TASK OBJECTIVE
Which lines of the data hold the word "instance"? Copy all of them.

(Referring expression data)

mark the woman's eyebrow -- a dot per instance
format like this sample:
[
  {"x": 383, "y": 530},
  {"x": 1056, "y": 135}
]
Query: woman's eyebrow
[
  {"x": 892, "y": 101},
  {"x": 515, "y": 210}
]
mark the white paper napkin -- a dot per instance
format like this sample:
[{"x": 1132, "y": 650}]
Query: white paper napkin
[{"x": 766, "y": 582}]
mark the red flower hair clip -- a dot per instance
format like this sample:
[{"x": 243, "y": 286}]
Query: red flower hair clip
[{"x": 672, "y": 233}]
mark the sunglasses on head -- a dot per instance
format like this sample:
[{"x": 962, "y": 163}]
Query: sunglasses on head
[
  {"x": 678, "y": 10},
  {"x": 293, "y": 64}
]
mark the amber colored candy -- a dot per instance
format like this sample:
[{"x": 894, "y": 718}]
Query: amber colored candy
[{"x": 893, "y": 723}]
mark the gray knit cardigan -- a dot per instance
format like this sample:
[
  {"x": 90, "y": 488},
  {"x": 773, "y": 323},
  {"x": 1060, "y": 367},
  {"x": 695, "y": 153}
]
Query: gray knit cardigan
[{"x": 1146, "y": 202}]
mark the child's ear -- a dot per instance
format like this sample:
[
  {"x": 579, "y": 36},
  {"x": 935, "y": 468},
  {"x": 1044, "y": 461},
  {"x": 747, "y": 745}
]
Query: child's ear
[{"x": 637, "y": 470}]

FINISHED TASK
mark the woman's eyebrow -- a dot per instance
mark the white paper napkin -- a dot per instance
mark the red flower hair clip -- a dot per instance
mark the sunglasses on head -- a dot per instance
mark the amber colored candy -- a dot per instance
mark the gray knit cardigan -- a dot per instance
mark the child's ear -- a dot per instance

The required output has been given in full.